- _Study text_:
* * *
The forbidden riches of the Empty Quarter
صحراء الربع الخالي مليئة بالكنوز والثروات
15 DEC 2019
Source: Nadeen Al-Wazani
The Empty Quarter, or Rub Al-Khali, is the second largest desert in the world, located southeast of the Arabian Peninsula. It is spread across four countries: Saudi Arabia, Yemen, Oman, and the United Arab Emirates. However, the largest area lies within Saudi territory - over 600,000 square kilometers. The Empty Quarter is named as such because it covers a quarter of the total area of the Arabian Peninsula and is generally devoid of human life due to its extreme climatic conditions. However, that has not stopped it becoming one of the best camping destinations in the world due to its tranquil nature.
* * *
- _Exercise requirements_:
- a) Retype the passage of the Empty Quarter article that begins at the words "The forbidden riches" and stops after the words "its tranquil nature.".
- b) Based on the Empty Quarter article, answer yes or no to each statement and quote the words that decide it.
(i) The Empty Quarter spreads across four countries.
(ii) The Empty Quarter is the largest desert in the world.
(iii) The largest part of the Empty Quarter lies within Oman.
- c) Write what comes next in the Empty Quarter article, picking up after its final sentence.

[Dataset entries]
* * *
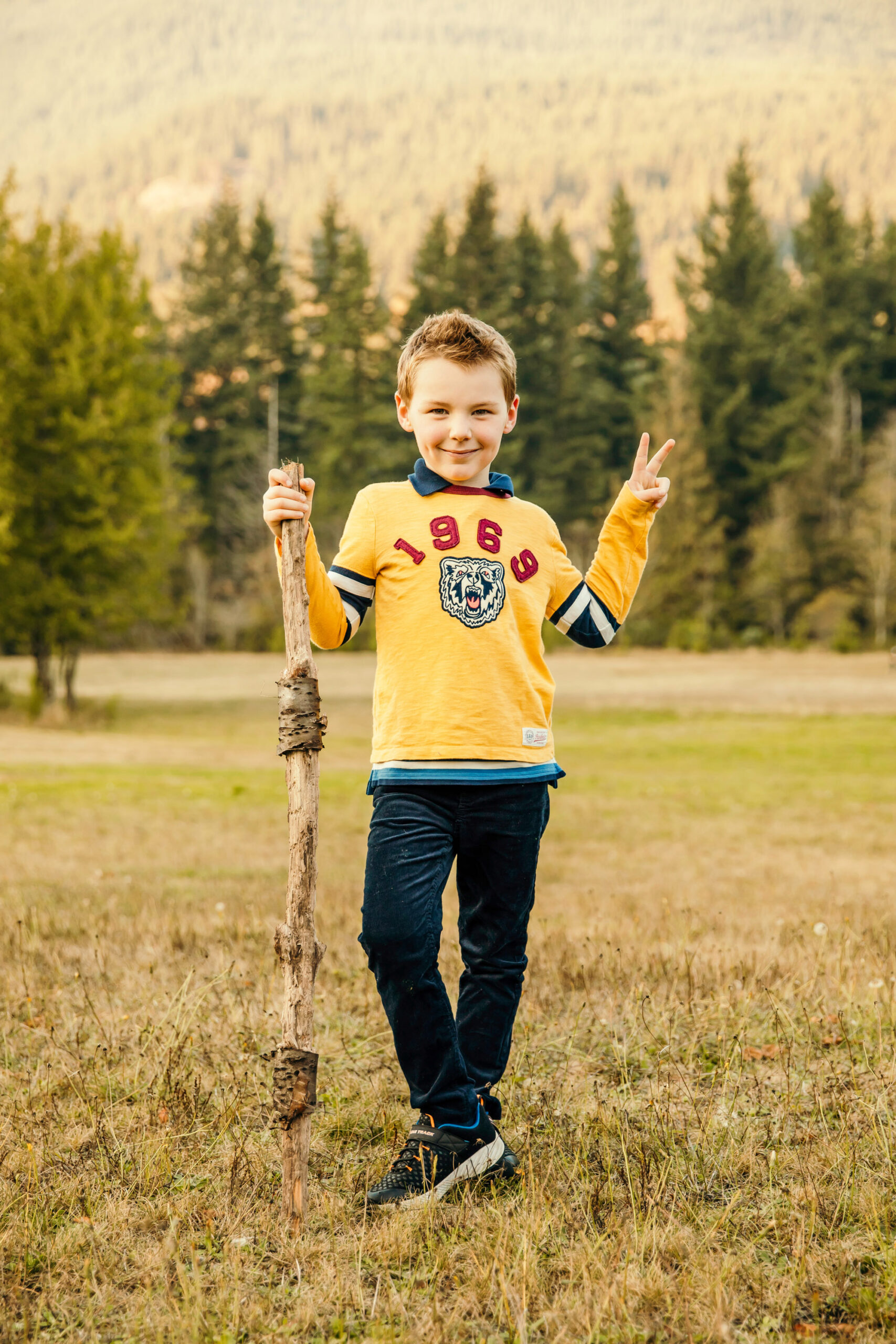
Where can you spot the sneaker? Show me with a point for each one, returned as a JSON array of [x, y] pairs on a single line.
[[508, 1163], [434, 1159]]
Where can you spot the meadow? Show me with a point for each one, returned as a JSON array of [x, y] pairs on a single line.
[[703, 1083]]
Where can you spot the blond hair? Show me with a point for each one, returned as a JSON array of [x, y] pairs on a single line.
[[462, 339]]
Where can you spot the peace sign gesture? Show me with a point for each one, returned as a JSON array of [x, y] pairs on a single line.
[[644, 481]]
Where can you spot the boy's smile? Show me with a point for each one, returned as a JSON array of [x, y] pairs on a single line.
[[458, 416]]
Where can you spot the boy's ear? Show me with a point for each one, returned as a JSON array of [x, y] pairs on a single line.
[[402, 414]]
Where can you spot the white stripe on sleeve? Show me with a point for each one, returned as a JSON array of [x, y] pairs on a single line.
[[599, 618], [574, 612], [352, 585], [352, 616]]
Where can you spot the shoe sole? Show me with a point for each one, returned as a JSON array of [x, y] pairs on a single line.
[[476, 1166]]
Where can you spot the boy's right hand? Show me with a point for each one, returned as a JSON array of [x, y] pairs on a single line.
[[281, 502]]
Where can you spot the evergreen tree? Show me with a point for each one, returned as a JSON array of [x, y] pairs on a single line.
[[621, 365], [529, 307], [236, 340], [479, 264], [350, 436], [739, 351], [431, 275], [837, 394], [683, 592], [85, 402], [543, 313]]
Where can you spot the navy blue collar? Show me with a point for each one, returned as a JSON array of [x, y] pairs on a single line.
[[426, 481]]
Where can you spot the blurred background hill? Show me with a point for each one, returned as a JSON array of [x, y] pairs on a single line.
[[132, 113], [222, 221]]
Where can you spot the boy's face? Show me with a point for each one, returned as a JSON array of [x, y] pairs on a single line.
[[458, 416]]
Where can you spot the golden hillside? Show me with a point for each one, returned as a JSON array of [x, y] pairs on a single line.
[[125, 112]]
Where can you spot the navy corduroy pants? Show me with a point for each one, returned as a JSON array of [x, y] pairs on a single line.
[[417, 831]]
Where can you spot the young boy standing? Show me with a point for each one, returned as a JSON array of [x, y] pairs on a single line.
[[464, 575]]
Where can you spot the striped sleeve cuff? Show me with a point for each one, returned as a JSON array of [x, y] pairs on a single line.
[[585, 618], [356, 592]]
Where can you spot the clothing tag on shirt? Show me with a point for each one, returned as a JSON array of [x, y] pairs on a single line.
[[535, 737]]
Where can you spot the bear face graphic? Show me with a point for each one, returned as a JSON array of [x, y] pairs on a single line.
[[472, 589]]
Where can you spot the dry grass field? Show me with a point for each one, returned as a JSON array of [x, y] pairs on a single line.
[[703, 1084]]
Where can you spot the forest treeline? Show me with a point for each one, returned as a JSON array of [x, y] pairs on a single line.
[[133, 452]]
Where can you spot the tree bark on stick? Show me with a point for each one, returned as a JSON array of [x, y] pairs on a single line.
[[301, 728]]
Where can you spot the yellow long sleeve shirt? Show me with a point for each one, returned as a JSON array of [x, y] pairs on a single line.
[[464, 580]]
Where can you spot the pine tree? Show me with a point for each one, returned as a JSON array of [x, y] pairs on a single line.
[[525, 326], [236, 340], [681, 597], [431, 275], [621, 361], [85, 404], [479, 264], [739, 351], [349, 429]]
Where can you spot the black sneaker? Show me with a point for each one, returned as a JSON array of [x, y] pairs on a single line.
[[508, 1163], [433, 1160]]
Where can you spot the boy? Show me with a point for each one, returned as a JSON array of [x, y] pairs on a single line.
[[462, 756]]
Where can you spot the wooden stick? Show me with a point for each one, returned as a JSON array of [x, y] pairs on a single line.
[[296, 944]]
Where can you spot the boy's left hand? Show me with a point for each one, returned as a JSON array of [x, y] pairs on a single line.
[[644, 481]]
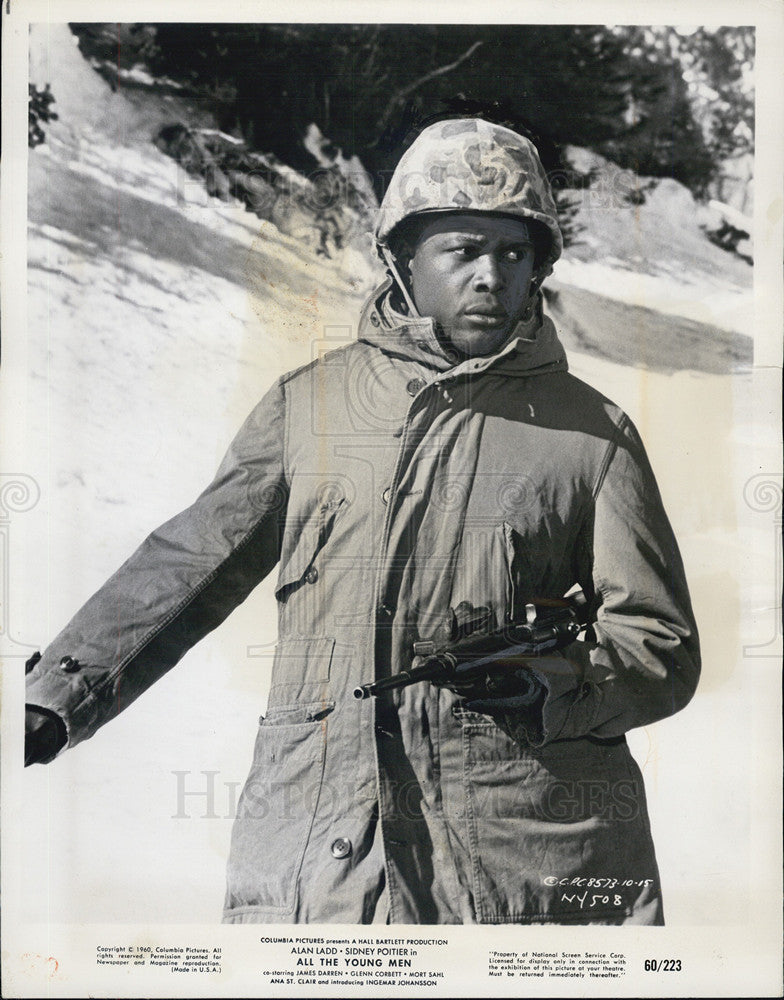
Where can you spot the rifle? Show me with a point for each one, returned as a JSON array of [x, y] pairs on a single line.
[[484, 653]]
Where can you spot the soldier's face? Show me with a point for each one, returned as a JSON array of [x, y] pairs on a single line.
[[472, 273]]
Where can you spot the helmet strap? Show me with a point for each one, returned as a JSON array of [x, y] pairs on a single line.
[[390, 262]]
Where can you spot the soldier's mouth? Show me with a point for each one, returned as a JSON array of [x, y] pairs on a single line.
[[487, 317]]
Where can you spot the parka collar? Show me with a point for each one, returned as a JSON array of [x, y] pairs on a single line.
[[533, 347]]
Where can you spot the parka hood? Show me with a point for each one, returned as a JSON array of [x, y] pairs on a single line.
[[533, 347], [469, 164]]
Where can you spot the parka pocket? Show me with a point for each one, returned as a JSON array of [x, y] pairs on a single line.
[[302, 566], [276, 809], [551, 830]]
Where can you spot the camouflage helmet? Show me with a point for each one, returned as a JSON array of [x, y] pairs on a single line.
[[468, 164]]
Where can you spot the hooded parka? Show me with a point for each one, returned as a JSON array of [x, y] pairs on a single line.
[[391, 483]]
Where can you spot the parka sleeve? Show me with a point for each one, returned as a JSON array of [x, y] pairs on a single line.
[[645, 662], [182, 582]]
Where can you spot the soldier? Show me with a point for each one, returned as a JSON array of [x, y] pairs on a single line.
[[444, 460]]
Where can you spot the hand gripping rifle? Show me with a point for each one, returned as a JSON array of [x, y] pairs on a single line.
[[474, 653]]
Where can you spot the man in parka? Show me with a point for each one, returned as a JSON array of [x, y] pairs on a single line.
[[444, 459]]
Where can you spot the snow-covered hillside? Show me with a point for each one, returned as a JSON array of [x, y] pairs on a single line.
[[157, 317]]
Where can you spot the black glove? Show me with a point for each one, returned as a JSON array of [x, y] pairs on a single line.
[[45, 735]]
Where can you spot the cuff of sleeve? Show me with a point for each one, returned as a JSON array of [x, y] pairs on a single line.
[[64, 696]]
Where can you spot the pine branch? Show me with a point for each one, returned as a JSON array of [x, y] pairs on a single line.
[[399, 97]]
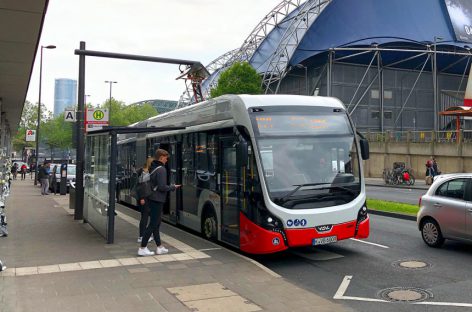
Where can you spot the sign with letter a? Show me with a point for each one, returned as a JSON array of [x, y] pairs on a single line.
[[69, 116], [30, 135]]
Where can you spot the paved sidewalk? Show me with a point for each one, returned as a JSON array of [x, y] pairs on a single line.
[[58, 264]]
* * *
- _Results by task_:
- a)
The forbidden riches of the Empty Quarter
صحراء الربع الخالي مليئة بالكنوز والثروات
15 DEC 2019
Source: Nadeen Al-Wazani
The Empty Quarter, or Rub Al-Khali, is the second largest desert in the world, located southeast of the Arabian Peninsula. It is spread across four countries: Saudi Arabia, Yemen, Oman, and the United Arab Emirates. However, the largest area lies within Saudi territory - over 600,000 square kilometers. The Empty Quarter is named as such because it covers a quarter of the total area of the Arabian Peninsula and is generally devoid of human life due to its extreme climatic conditions. However, that has not stopped it becoming one of the best camping destinations in the world due to its tranquil nature.

- b)
(i) Yes: "It is spread across four countries: Saudi Arabia, Yemen, Oman, and the United Arab Emirates."
(ii) No: "the second largest desert in the world"
(iii) No: "the largest area lies within Saudi territory"

- c)
The Empty Quarter’s climate is typical of the desert – extremely hot in summer where temperatures can reach up to 60 degrees Celsius, and freezing cold in winter where it is typically 7 degrees below zero. The region is also characterized by the rarity of its rains and an abundance of its year-round sandstorms. The scattered sand dunes rise up to 300 meters and form different aesthetic shapes.
In spite of the harsh natural environment, the desert is full of seasonal plants and wildlife such as rodents, migratory birds, reptiles, and endangered animals such as Reem Gazelle and sand tigers. The Empty Quarter is a natural reserve where hunting is prohibited. It is also inhabited by a few nomadic Bedouins such as the Najran tribe who let their camels wander and set up tents to greet guests who may be traversing the vast sands.
Contrary to its name, the Empty Quarter is rich in oil, natural gas, uranium, silica sand and solar energy. A huge reservoir of crude oil was recently discovered, while Shaybah and Ghawar oil fields are by far the largest oil fields in the world. Unexpectedly, there are also a few springs, rain lakes and many wells formed by rain water coming from the valleys of Najd, Asir, Yemen, and Oman. Historical sites can be found in the Empty Quarter, which is also called “Yebreen” after the oasis on its northern edge.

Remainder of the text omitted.